→ What to do:
Beginning at the line that contains "Note: for every instance of the steel" and ending at the last line of the entries, write out each line exactly; include nothing outside that span.

→ Extracted information:
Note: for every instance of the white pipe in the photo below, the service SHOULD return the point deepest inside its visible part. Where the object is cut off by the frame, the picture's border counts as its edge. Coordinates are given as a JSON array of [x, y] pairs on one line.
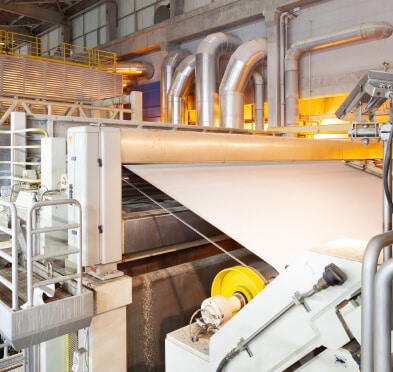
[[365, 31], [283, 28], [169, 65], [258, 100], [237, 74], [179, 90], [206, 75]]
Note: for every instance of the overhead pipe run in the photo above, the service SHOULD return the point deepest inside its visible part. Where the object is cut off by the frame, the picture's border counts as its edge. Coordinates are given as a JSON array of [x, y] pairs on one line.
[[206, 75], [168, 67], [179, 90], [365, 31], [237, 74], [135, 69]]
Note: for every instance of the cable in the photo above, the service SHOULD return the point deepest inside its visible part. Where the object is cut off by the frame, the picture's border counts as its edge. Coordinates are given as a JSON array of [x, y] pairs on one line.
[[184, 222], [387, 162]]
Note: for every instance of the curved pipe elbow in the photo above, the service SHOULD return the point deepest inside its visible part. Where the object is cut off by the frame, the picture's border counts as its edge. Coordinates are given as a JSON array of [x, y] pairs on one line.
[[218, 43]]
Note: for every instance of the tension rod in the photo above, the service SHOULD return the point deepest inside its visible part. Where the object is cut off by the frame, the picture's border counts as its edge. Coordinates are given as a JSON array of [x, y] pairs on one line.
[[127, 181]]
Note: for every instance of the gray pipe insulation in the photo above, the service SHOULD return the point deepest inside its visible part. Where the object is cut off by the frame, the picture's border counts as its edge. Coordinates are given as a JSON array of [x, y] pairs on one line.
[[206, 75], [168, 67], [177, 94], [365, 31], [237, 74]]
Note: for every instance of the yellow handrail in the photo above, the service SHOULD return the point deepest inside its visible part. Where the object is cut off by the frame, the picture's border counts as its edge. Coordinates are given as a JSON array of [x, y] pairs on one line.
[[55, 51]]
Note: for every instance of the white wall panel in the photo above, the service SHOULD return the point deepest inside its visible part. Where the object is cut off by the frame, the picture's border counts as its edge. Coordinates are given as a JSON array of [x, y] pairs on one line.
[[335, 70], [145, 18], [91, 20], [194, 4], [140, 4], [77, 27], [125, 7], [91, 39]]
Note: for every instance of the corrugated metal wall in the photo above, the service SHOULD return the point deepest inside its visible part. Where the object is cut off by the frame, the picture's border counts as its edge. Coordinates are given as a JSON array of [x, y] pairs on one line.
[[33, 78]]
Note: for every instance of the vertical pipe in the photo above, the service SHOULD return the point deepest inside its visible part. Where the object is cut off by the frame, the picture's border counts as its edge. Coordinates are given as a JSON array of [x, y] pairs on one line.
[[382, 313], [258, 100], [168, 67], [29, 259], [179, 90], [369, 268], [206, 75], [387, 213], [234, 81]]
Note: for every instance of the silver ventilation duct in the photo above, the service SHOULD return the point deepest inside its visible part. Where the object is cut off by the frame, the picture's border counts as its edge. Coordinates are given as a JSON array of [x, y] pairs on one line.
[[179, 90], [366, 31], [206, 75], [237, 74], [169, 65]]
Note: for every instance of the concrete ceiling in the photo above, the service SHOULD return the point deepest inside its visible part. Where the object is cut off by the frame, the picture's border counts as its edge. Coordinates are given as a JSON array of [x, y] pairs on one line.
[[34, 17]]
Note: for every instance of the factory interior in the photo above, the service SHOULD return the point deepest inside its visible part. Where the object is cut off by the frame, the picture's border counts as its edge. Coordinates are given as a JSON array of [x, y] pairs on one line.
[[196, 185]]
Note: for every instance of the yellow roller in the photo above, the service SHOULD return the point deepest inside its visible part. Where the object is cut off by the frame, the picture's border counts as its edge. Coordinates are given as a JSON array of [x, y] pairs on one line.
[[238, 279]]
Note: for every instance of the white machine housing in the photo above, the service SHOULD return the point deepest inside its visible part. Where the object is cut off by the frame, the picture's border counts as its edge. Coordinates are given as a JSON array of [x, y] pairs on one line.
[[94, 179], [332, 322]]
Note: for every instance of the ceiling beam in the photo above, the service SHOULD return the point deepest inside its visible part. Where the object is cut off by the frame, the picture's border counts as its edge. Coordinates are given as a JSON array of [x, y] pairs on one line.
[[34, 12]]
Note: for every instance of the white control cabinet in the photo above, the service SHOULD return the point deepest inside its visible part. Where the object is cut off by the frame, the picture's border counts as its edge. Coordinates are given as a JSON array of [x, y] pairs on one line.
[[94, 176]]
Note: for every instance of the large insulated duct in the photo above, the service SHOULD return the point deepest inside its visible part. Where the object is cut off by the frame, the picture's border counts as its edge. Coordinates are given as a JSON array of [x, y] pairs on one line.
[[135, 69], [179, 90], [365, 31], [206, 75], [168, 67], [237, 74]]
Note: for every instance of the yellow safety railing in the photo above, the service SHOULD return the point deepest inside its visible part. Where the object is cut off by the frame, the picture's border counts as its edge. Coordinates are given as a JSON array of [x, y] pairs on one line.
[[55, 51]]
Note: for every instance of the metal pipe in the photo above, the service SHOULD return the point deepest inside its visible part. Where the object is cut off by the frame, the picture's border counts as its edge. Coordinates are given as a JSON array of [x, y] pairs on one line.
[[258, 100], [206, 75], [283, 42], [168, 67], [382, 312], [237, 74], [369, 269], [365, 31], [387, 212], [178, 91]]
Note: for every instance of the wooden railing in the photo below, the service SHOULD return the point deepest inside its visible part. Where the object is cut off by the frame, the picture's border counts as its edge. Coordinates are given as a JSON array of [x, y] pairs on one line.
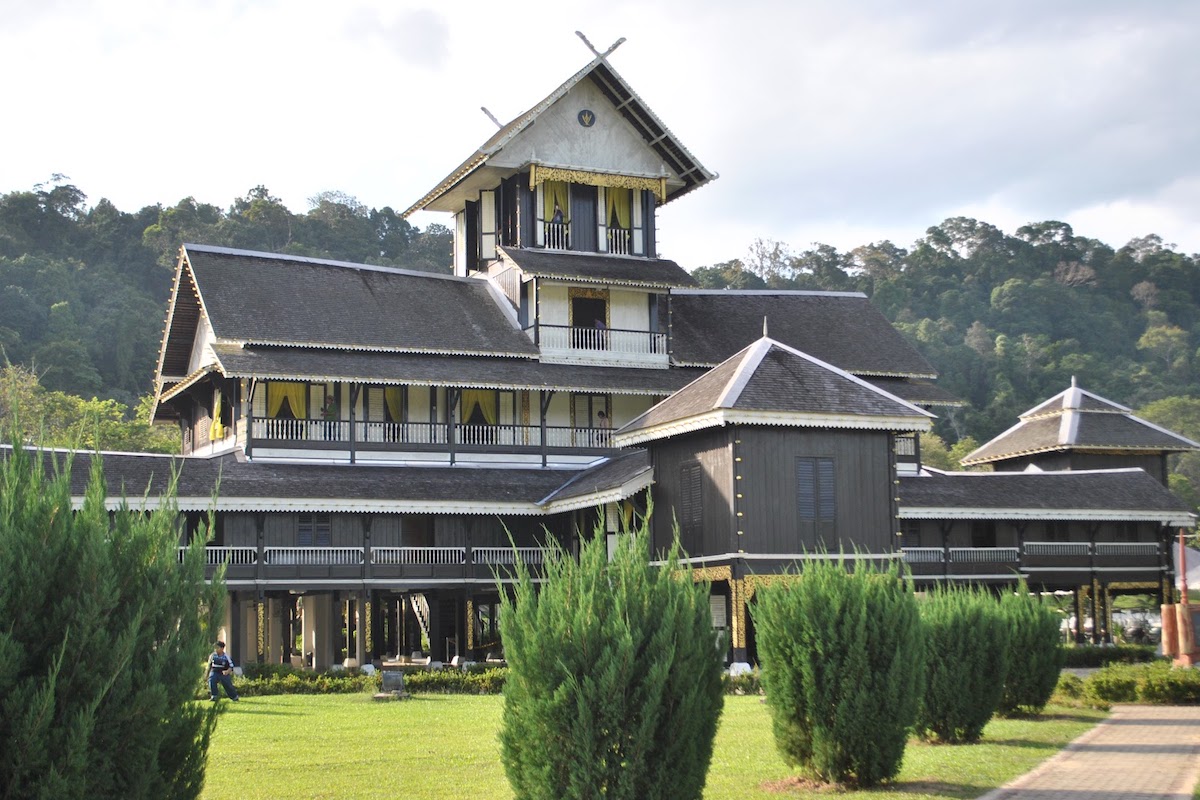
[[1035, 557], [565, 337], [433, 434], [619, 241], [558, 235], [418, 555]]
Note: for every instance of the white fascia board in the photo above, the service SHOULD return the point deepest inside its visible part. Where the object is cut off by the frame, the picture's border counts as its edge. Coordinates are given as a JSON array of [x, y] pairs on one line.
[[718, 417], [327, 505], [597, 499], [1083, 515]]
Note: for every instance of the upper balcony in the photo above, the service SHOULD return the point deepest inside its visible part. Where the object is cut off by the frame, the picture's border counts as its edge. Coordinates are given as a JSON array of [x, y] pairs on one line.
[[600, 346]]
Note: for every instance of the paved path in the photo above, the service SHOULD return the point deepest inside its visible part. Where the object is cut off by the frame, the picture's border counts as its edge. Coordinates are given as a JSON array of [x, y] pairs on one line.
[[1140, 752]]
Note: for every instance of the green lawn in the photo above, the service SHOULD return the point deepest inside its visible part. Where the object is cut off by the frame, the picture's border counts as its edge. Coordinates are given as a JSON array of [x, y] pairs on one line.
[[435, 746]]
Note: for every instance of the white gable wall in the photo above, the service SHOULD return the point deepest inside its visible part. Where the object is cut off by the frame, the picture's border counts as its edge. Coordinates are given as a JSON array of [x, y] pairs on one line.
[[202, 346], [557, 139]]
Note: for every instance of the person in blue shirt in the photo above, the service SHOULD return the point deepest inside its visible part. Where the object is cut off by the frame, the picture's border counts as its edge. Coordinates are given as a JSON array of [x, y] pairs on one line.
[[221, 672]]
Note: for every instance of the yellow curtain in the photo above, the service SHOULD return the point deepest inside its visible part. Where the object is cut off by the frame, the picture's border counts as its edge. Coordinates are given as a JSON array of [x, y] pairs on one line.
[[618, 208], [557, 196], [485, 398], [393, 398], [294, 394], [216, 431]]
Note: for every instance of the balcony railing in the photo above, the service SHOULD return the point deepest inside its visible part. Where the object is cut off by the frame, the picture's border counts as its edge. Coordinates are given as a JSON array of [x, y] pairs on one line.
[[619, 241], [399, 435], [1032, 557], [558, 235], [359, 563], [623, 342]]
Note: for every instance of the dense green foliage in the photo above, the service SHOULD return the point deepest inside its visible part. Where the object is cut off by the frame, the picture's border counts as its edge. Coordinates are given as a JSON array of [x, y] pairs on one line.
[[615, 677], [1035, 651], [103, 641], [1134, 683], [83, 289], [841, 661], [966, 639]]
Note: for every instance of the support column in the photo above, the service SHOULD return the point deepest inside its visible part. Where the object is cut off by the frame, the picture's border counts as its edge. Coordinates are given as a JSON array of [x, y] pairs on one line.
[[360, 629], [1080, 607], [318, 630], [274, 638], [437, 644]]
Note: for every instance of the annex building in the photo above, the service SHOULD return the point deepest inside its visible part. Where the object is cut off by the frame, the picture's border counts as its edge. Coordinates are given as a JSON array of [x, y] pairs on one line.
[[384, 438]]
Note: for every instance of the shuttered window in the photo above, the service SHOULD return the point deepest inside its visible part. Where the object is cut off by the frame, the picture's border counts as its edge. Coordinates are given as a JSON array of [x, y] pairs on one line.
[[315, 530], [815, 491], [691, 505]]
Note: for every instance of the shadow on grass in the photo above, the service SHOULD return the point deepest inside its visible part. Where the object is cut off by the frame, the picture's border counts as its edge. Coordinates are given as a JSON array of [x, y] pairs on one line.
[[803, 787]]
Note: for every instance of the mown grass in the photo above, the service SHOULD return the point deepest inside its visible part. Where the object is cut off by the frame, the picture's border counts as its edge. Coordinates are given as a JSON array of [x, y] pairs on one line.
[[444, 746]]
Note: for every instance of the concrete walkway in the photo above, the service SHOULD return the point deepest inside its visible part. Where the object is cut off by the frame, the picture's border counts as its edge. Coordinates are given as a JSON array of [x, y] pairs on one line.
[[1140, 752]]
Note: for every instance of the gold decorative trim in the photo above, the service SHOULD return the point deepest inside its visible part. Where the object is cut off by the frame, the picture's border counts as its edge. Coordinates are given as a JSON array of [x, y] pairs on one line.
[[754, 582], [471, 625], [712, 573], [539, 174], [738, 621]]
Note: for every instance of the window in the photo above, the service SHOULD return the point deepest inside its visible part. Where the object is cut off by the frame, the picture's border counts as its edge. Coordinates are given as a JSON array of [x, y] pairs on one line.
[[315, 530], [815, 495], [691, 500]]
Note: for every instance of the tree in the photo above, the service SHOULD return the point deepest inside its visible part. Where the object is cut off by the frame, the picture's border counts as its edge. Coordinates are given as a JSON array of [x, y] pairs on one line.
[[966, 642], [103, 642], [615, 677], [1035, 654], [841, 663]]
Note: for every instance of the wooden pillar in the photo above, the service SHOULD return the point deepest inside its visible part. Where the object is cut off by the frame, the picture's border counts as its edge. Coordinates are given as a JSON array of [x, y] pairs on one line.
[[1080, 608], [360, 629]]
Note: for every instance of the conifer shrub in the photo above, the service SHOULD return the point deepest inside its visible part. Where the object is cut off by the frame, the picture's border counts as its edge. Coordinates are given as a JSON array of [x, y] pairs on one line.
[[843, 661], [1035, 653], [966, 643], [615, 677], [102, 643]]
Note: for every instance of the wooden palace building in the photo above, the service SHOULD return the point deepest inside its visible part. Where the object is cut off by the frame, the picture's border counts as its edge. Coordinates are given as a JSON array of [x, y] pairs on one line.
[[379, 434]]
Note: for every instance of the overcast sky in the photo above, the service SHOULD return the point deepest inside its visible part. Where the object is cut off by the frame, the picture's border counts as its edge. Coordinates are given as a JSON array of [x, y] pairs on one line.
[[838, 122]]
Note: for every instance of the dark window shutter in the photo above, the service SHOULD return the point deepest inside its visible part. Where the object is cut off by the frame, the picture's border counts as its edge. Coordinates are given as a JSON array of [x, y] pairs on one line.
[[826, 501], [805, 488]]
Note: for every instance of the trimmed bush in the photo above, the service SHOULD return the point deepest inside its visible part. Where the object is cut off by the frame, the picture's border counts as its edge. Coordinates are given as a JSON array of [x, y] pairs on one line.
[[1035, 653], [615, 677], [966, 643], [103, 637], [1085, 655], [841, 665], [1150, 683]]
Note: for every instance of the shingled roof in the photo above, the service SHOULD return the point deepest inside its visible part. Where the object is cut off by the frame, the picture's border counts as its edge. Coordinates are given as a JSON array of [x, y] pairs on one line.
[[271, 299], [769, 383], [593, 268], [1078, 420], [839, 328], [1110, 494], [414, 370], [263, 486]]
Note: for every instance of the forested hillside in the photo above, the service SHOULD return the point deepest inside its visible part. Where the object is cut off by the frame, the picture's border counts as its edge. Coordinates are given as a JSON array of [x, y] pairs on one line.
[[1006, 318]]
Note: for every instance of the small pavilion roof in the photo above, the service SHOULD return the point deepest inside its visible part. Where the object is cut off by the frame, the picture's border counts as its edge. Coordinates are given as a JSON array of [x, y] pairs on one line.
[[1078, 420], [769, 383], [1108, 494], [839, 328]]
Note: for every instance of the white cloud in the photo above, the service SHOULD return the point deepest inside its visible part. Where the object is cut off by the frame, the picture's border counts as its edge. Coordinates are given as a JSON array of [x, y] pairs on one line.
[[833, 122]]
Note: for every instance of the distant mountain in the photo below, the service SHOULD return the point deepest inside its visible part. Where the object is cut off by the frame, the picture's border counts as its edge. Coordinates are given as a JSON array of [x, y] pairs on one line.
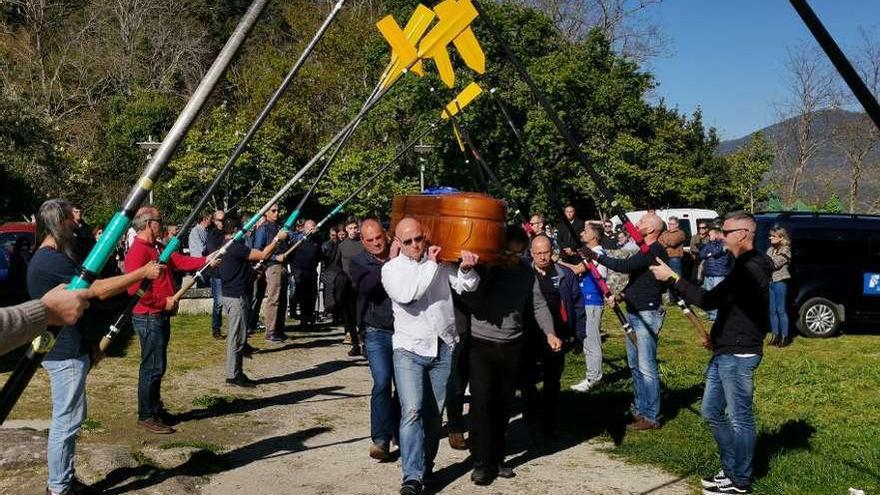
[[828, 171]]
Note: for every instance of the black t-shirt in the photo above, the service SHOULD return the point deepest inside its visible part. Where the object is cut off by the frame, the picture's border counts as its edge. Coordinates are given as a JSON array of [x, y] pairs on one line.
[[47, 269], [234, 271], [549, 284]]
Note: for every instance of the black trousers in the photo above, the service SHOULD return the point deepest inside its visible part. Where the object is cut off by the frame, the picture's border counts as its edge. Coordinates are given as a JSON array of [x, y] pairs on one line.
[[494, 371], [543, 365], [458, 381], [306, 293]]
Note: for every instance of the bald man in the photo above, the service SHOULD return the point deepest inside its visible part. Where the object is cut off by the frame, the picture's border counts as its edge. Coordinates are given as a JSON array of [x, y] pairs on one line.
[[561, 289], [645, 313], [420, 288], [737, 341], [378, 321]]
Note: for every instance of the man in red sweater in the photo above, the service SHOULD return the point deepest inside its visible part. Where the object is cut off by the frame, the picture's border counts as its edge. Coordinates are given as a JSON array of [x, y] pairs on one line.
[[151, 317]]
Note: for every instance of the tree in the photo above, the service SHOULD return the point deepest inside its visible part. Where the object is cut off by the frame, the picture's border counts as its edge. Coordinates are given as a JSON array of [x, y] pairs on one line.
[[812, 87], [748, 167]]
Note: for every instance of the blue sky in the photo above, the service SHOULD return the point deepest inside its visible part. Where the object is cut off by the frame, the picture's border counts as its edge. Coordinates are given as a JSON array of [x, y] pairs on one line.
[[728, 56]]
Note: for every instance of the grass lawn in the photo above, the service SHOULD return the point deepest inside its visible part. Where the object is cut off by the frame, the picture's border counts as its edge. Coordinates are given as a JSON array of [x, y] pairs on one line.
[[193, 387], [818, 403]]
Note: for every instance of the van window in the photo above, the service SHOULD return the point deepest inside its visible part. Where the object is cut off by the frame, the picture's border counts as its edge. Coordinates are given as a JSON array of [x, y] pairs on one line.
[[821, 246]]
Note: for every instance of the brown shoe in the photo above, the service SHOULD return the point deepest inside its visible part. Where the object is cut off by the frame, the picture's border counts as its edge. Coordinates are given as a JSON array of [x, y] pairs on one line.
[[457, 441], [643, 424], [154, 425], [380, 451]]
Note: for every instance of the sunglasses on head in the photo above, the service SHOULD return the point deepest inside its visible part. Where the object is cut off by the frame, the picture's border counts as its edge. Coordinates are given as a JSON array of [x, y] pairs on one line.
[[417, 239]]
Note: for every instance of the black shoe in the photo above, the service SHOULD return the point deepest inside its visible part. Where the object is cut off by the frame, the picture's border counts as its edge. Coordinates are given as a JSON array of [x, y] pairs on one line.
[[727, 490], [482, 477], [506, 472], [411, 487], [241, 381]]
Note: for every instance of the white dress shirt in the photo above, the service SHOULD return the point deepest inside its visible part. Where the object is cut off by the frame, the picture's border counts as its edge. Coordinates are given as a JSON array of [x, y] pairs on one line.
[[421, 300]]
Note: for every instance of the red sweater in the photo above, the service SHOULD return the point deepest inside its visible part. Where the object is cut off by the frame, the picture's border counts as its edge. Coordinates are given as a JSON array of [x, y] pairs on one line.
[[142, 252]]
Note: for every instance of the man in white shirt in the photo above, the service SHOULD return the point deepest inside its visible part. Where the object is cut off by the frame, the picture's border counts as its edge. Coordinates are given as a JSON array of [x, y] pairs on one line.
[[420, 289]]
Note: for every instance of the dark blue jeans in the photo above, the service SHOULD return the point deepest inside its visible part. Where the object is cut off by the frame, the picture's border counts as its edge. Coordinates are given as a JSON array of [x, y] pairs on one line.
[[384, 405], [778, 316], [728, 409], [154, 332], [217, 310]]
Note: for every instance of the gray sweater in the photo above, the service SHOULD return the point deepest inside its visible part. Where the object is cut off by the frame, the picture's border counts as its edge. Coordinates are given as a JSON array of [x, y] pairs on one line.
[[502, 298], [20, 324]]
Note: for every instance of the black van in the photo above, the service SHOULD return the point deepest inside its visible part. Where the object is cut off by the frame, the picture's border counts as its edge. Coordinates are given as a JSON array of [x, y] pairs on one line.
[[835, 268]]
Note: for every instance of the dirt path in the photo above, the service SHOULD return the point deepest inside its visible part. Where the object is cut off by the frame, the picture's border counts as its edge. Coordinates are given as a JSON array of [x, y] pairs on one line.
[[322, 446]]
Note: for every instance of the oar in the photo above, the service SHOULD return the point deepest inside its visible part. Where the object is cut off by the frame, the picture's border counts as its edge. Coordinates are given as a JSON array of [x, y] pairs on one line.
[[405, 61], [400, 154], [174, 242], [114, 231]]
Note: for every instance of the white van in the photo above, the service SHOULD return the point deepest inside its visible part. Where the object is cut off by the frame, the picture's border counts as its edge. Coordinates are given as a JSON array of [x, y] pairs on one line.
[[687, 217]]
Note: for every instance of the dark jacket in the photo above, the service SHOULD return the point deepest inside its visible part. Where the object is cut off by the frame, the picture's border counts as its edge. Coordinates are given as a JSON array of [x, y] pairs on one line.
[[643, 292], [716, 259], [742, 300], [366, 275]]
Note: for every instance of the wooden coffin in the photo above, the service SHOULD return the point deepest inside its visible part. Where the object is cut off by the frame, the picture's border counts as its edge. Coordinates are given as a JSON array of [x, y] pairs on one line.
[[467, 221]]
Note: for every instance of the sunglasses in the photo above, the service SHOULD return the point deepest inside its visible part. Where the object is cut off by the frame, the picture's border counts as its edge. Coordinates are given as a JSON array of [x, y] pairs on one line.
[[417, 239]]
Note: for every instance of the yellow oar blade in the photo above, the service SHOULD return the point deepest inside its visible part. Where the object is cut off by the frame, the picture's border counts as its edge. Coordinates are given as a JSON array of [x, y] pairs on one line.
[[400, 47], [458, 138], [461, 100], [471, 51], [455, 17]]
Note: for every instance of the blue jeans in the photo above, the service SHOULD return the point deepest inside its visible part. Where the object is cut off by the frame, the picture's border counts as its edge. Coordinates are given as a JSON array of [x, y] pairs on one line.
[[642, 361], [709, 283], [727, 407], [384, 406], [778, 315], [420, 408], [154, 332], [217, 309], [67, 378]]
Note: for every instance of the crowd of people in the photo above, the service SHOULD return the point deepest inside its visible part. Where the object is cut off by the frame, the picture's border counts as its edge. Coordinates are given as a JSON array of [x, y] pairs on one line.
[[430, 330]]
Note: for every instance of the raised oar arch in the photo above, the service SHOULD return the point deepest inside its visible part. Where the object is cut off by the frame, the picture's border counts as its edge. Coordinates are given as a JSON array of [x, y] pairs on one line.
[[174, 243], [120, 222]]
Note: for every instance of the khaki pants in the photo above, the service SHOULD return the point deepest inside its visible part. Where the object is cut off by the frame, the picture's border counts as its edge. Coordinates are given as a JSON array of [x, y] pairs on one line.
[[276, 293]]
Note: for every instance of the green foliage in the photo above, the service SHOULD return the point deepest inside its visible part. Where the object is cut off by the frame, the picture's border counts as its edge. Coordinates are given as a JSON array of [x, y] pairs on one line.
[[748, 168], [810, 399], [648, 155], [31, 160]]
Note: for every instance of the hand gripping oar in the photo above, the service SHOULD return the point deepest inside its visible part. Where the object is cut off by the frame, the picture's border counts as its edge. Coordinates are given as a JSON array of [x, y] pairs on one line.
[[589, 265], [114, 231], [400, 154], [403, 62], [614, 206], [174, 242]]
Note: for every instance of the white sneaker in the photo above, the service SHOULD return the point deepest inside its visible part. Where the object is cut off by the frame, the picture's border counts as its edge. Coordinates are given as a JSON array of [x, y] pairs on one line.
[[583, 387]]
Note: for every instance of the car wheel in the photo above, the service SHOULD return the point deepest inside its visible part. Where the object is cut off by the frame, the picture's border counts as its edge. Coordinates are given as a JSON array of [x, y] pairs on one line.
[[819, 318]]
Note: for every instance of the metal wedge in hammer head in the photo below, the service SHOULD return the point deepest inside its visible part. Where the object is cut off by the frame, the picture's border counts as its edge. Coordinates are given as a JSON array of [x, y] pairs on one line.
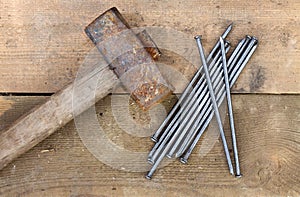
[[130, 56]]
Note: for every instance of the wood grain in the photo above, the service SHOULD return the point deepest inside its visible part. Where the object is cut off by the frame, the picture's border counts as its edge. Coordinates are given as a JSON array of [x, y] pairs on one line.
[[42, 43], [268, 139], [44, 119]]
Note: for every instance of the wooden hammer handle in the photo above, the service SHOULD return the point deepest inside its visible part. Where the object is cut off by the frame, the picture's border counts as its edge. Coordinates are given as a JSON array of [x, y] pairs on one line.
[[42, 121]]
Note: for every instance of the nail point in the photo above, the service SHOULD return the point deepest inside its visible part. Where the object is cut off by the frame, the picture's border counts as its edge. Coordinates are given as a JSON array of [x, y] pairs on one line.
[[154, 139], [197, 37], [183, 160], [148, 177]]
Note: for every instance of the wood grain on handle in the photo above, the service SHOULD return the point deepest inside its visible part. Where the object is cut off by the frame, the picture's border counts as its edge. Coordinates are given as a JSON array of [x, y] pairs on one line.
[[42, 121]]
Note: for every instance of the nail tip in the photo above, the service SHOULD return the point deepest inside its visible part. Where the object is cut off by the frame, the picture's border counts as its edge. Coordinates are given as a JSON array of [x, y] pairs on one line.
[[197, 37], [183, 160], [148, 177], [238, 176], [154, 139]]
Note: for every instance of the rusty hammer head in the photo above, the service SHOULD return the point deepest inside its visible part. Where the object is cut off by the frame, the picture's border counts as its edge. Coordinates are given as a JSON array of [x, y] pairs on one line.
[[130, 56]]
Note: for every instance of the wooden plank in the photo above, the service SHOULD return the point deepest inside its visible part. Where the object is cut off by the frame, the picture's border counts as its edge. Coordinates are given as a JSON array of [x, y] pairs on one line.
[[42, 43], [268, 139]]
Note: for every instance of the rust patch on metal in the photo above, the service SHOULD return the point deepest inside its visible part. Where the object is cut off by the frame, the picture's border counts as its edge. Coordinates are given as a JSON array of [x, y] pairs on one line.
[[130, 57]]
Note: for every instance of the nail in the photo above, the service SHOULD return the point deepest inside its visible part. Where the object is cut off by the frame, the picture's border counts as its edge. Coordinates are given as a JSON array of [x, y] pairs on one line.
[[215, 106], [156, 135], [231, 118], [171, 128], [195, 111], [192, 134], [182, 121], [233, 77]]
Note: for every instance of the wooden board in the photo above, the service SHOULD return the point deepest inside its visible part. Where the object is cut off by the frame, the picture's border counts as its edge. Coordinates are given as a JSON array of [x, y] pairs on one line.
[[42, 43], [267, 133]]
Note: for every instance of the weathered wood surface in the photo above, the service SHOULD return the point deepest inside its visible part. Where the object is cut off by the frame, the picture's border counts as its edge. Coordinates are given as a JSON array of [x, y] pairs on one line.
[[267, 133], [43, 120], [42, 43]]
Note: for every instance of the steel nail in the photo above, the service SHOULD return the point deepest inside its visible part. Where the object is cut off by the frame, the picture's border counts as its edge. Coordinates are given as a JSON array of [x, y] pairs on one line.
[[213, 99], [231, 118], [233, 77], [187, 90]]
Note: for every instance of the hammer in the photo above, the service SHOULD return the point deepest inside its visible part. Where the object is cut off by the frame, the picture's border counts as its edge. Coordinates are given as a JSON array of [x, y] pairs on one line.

→ Task output:
Note: for every instance of the steel nail in the photo above, the service SHOULD return the point deepest inside its visible part. Where the object is cut off by the frame, the picture's border counts as its edge. Coordinates are given as a JSON array of [x, y] pairs on one line.
[[213, 99], [231, 118], [233, 77], [187, 90]]
Note: for every instance of the hammer in the photo above, the service SHOULD return the point deepest inside its visible part. Where the object is cut off by the frame, the picture's border counts as its edge. Coordinates are given as a JSON array of [x, y] pairs on one line.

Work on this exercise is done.